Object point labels
_____

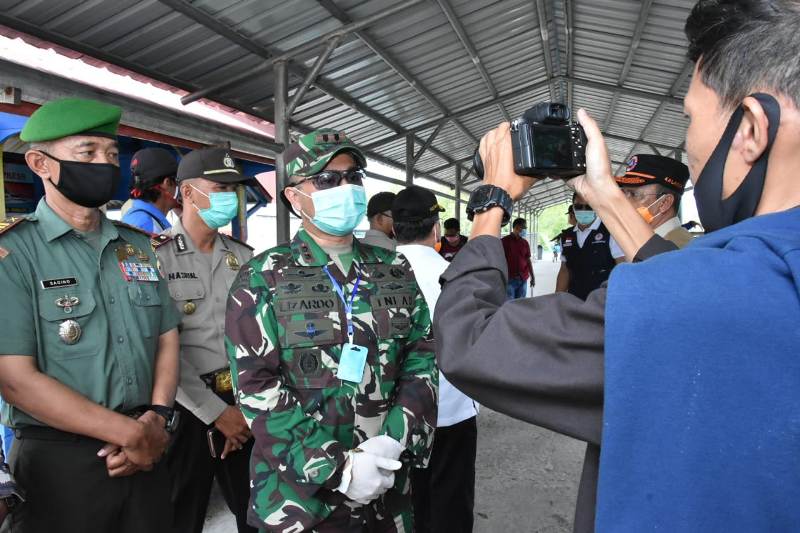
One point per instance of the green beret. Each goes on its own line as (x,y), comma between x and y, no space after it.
(71,116)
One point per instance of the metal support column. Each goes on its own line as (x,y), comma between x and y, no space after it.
(409,159)
(281,136)
(458,193)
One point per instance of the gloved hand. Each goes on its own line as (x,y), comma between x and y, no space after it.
(366,476)
(383,445)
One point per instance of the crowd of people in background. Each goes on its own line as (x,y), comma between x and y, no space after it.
(331,383)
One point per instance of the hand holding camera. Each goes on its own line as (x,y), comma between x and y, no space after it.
(545,143)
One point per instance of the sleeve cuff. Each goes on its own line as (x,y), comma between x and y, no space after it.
(208,409)
(655,246)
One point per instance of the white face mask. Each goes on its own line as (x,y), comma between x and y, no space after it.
(337,211)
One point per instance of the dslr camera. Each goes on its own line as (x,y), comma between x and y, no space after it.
(546,144)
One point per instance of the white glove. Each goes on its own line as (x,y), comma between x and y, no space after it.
(384,446)
(366,476)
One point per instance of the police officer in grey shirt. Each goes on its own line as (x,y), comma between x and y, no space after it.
(200,264)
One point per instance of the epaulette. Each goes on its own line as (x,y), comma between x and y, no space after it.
(134,228)
(157,241)
(11,222)
(234,239)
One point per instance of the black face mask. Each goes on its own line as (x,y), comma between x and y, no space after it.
(716,213)
(87,184)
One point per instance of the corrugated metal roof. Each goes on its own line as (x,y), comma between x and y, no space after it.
(622,60)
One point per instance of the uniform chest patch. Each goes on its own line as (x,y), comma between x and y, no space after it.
(392,301)
(58,282)
(172,276)
(290,306)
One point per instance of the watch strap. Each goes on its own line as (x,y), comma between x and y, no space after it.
(495,197)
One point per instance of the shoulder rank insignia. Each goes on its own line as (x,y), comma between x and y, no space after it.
(234,239)
(157,241)
(180,243)
(9,223)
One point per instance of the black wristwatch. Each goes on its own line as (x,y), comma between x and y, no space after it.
(170,416)
(486,197)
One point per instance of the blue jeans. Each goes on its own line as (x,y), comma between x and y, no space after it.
(517,288)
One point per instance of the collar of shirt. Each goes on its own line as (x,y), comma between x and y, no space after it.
(220,248)
(152,210)
(378,238)
(668,226)
(54,226)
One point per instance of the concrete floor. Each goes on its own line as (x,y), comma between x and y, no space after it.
(526,477)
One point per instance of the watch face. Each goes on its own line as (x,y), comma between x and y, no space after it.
(480,196)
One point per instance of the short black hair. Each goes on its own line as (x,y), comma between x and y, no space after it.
(413,231)
(151,194)
(452,223)
(744,46)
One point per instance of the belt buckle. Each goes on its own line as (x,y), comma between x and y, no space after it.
(223,381)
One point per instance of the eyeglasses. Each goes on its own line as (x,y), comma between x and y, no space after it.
(328,179)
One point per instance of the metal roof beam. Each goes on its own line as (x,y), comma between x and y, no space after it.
(445,167)
(312,75)
(471,108)
(458,27)
(544,36)
(569,28)
(338,13)
(636,39)
(429,141)
(348,28)
(265,52)
(687,69)
(647,95)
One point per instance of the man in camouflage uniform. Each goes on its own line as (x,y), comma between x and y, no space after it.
(325,422)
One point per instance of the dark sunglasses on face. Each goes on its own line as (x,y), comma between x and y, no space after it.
(328,179)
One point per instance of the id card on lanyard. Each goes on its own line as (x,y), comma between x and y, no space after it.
(354,357)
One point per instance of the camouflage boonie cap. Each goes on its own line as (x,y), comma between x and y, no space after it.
(312,151)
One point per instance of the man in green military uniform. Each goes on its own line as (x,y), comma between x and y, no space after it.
(89,354)
(329,341)
(200,265)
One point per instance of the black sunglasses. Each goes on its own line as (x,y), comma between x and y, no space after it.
(328,179)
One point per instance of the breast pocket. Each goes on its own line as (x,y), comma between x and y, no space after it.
(189,296)
(146,307)
(391,312)
(69,331)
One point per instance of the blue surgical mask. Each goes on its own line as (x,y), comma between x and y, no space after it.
(338,210)
(223,207)
(585,216)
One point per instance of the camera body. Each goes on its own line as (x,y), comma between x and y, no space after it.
(546,144)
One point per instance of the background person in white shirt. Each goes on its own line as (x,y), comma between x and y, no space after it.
(444,493)
(586,260)
(654,184)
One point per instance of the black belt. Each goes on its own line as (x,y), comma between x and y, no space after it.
(48,433)
(219,381)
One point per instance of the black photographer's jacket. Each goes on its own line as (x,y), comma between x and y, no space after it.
(549,371)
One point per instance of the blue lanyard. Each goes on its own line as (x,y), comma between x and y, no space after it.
(348,306)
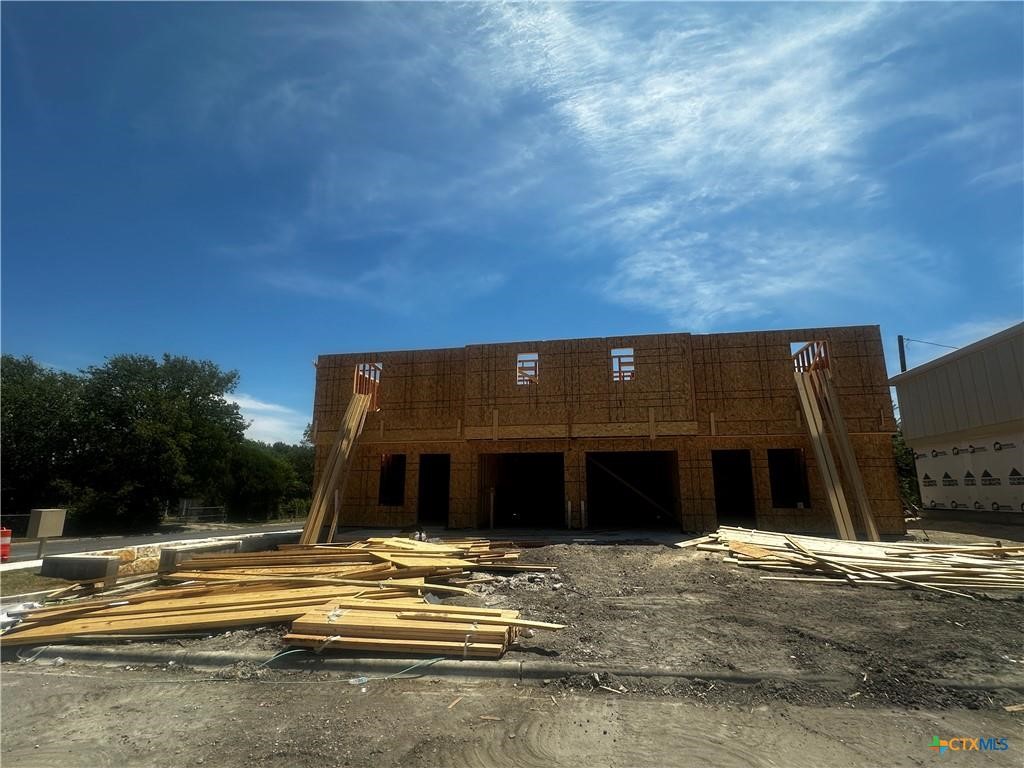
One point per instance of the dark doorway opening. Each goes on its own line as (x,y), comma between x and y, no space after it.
(733,487)
(633,489)
(787,475)
(391,492)
(527,489)
(435,480)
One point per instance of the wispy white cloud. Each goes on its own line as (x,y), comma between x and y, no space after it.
(397,285)
(696,154)
(269,422)
(957,335)
(699,280)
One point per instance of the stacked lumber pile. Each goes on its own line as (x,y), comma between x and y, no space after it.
(365,596)
(947,569)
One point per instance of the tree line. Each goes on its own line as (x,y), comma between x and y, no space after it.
(121,443)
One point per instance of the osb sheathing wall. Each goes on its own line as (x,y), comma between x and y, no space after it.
(691,394)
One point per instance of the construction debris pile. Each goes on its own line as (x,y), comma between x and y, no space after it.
(371,595)
(976,567)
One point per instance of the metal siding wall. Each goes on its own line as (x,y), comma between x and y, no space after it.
(981,388)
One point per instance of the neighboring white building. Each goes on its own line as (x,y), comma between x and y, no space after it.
(963,415)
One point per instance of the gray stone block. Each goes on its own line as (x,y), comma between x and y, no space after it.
(172,557)
(82,567)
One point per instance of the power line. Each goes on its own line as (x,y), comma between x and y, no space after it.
(919,341)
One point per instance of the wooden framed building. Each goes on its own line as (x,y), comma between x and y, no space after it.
(683,431)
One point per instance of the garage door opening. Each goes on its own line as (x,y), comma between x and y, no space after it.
(526,489)
(435,478)
(733,487)
(633,489)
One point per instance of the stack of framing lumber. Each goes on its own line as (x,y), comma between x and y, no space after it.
(365,596)
(327,499)
(820,406)
(947,569)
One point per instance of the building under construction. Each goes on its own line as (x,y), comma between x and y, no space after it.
(786,430)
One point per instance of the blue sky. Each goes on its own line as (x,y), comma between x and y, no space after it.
(260,183)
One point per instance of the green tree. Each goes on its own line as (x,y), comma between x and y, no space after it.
(150,432)
(906,471)
(259,480)
(38,408)
(300,458)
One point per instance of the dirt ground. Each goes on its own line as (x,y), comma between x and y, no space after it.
(875,652)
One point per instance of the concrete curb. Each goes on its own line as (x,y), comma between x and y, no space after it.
(505,669)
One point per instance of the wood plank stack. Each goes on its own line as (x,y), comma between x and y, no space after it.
(326,504)
(364,596)
(948,569)
(823,416)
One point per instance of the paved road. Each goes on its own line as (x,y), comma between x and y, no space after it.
(20,551)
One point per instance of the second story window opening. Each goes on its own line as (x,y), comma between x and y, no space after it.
(623,365)
(526,368)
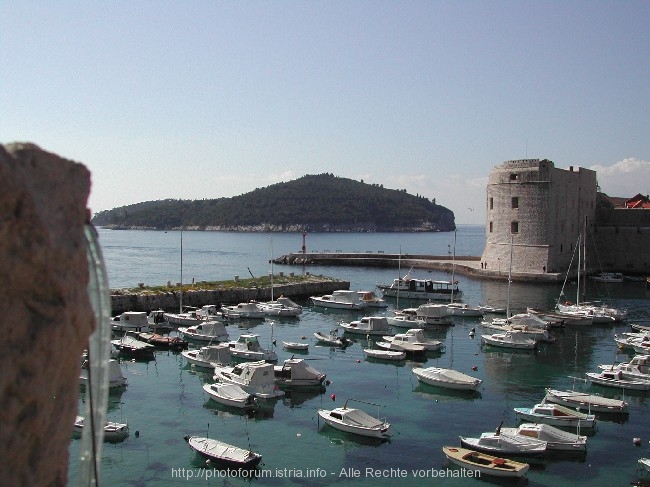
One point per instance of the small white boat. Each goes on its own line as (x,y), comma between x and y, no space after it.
(247,347)
(355,421)
(406,318)
(499,443)
(638,368)
(614,378)
(206,331)
(223,453)
(112,431)
(414,336)
(556,415)
(463,309)
(250,310)
(555,438)
(281,307)
(296,373)
(210,356)
(368,325)
(433,314)
(447,378)
(133,347)
(385,354)
(332,339)
(484,463)
(230,395)
(588,402)
(509,339)
(340,299)
(372,300)
(256,378)
(295,345)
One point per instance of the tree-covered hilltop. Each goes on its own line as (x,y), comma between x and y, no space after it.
(317,203)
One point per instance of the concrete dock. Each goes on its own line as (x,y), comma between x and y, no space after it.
(462,265)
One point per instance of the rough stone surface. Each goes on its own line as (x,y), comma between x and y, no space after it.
(46,314)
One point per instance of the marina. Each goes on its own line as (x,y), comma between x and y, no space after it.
(165,400)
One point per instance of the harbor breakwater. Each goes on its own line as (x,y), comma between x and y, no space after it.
(146,300)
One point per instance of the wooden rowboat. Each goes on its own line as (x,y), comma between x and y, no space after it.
(484,463)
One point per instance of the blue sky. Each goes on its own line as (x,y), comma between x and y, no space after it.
(208,99)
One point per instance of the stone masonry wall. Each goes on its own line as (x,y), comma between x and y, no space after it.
(46,313)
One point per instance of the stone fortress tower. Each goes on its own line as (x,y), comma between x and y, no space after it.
(539,209)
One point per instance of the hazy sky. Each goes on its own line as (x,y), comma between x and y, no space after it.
(207,99)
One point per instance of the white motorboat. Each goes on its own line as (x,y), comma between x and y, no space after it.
(406,318)
(463,309)
(247,347)
(206,331)
(355,421)
(638,368)
(608,277)
(556,415)
(256,378)
(485,464)
(295,345)
(588,402)
(296,373)
(500,443)
(509,339)
(503,326)
(385,354)
(614,378)
(372,300)
(427,289)
(414,336)
(433,314)
(447,378)
(282,306)
(332,339)
(230,395)
(210,356)
(340,299)
(224,454)
(250,310)
(131,321)
(112,431)
(133,347)
(368,325)
(555,438)
(115,376)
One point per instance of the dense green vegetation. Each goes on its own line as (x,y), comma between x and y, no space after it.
(321,202)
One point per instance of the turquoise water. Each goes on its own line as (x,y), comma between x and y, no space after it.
(165,399)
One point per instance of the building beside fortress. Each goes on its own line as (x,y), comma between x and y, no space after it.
(537,215)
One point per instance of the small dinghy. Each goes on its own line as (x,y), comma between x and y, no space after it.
(484,463)
(555,438)
(223,453)
(385,354)
(230,395)
(295,345)
(448,378)
(333,339)
(112,431)
(355,421)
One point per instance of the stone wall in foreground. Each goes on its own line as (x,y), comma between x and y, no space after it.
(46,314)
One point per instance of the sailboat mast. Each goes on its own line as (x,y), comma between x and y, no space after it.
(453,268)
(509,279)
(181,292)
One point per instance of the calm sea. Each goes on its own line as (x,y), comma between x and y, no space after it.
(165,399)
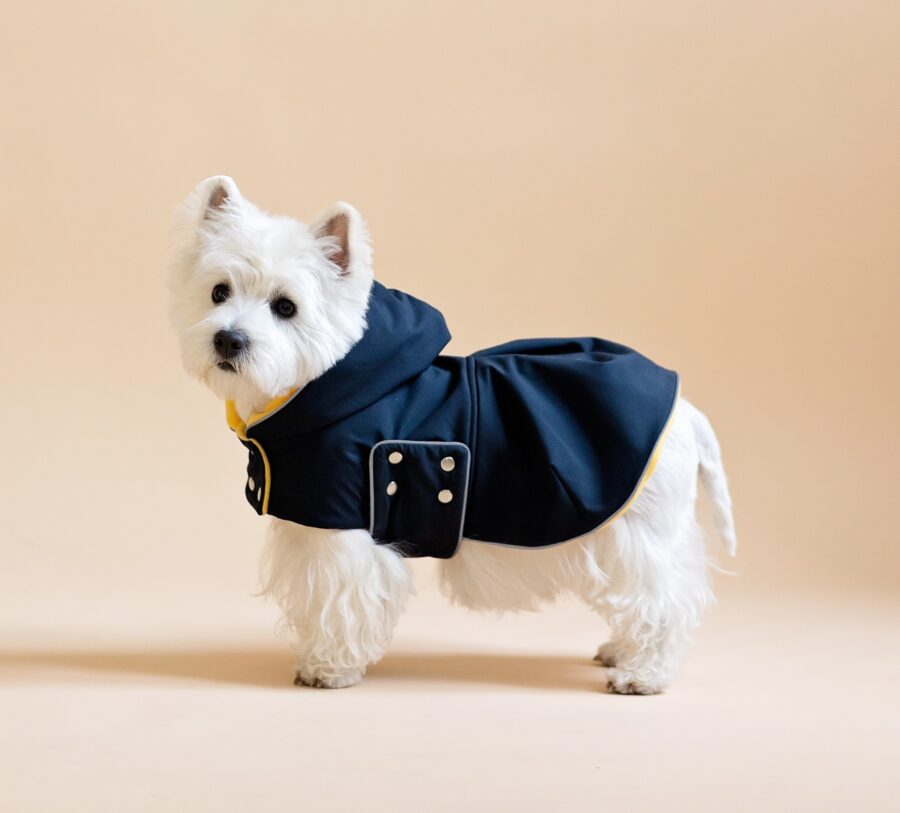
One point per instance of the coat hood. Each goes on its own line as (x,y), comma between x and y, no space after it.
(403,337)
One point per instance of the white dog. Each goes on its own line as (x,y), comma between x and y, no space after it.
(290,301)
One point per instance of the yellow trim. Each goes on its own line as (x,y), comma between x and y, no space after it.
(654,457)
(239,427)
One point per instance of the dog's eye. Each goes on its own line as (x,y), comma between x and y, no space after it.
(220,293)
(283,308)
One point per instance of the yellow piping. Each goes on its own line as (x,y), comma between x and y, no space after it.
(239,427)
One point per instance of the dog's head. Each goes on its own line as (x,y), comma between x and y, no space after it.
(262,303)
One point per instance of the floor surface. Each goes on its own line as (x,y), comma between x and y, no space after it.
(783,705)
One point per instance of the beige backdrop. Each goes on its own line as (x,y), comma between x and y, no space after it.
(715,184)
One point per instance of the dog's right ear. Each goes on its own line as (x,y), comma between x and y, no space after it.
(217,195)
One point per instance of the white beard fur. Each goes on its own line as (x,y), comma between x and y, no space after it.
(341,594)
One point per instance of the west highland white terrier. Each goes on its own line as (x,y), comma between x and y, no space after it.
(533,469)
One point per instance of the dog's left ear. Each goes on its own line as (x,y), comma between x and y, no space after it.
(344,239)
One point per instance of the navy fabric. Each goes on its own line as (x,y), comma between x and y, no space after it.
(549,438)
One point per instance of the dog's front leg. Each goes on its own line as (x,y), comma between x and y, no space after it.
(341,595)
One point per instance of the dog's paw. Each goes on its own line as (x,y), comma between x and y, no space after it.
(606,654)
(621,682)
(304,677)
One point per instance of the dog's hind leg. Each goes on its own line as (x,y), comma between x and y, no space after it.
(341,595)
(655,569)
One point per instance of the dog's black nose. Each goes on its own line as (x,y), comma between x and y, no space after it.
(229,343)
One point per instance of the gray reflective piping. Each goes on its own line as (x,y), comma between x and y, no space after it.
(420,443)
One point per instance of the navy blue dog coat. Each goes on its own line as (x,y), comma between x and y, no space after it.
(530,443)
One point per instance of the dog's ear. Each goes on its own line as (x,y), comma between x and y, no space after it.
(218,194)
(344,239)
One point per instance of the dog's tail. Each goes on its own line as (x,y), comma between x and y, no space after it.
(712,475)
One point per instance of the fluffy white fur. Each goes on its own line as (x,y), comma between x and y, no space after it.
(341,594)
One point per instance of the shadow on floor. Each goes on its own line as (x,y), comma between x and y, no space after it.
(271,668)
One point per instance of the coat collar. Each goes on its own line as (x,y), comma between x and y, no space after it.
(403,336)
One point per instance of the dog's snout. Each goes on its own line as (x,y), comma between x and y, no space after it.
(230,343)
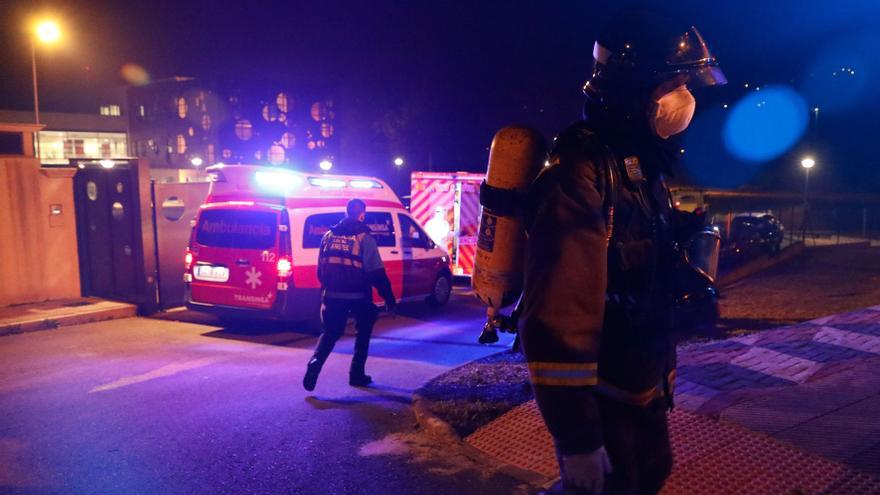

_____

Count the lines in the items that contain the string "camouflage". Give only the number.

Exercise answer:
2